* **Tasks and exercises**
1) In the Amazon travel account, how many hours did the trip from South Africa to Peru take?
2) Write out every line of the records again, requests included, and offset each point coordinate in the answers by adding 34 to every number. Leave the pictures out.

Arriving in Cusco Peru early morning on 23 March 2018, and leaving the next day at 2 am on a trip to the Amazon was not such a good idea. We were still suffering from jetlag after traveling for 31 hours from South Africa to Peru, but nevertheless were ready and waiting for the minibus to pick us up at that early hour.

A dream is realised – we are in the Amazon!

The excitement of experiencing the Amazon first hand, and realising a lifelong dream, spurred us on.

We are the only guests and have the knowledgable Angel, our guide, all to ourselves.

Soon we descend into the cloud forest and stop to spot the national bird of Peru – a big bright red bird called Cock of the Rock.

Cloud forest of Peru is a unique habitat for various specialised bird species


After a lunch set up in the jungle for us, consisting of brown rice with small pieces of chicken, egg, onion, peas and avo we are taken on a raft where we see enormous birds called Hoatzen – they can hardly fly and we enjoy watching their antics.

Data extracted from a collection

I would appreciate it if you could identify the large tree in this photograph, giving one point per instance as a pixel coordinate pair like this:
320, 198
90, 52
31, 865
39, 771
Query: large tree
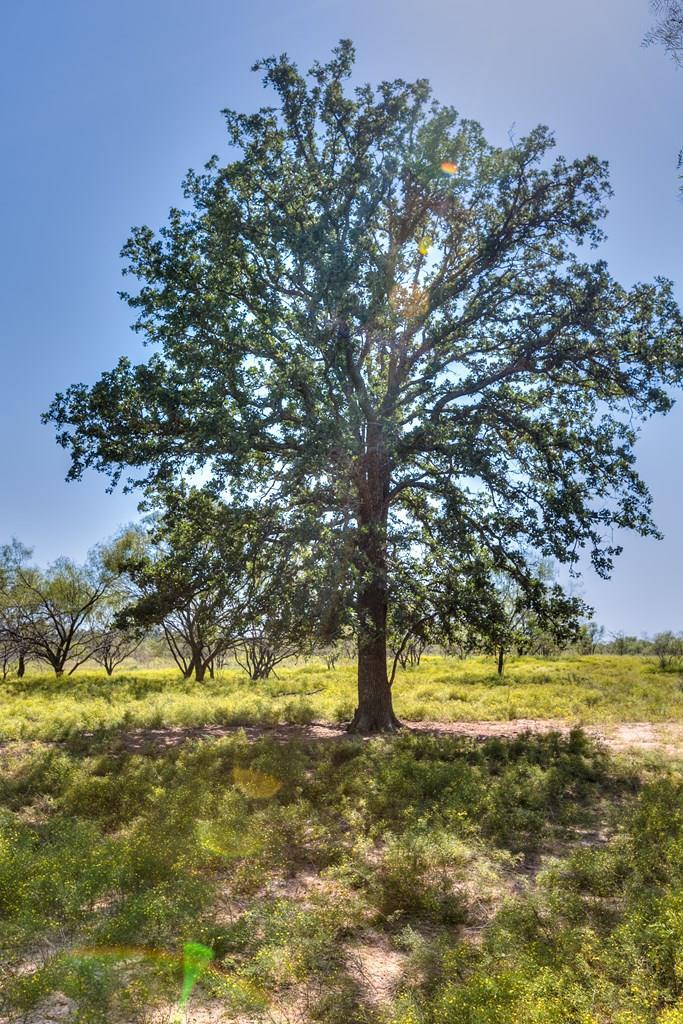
373, 312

* **Written responses**
1) 31 hours.

2)
I would appreciate it if you could identify the large tree in this photograph, giving one point per instance as a pixel coordinate pair like this:
320, 198
90, 52
31, 865
39, 771
Query: large tree
407, 346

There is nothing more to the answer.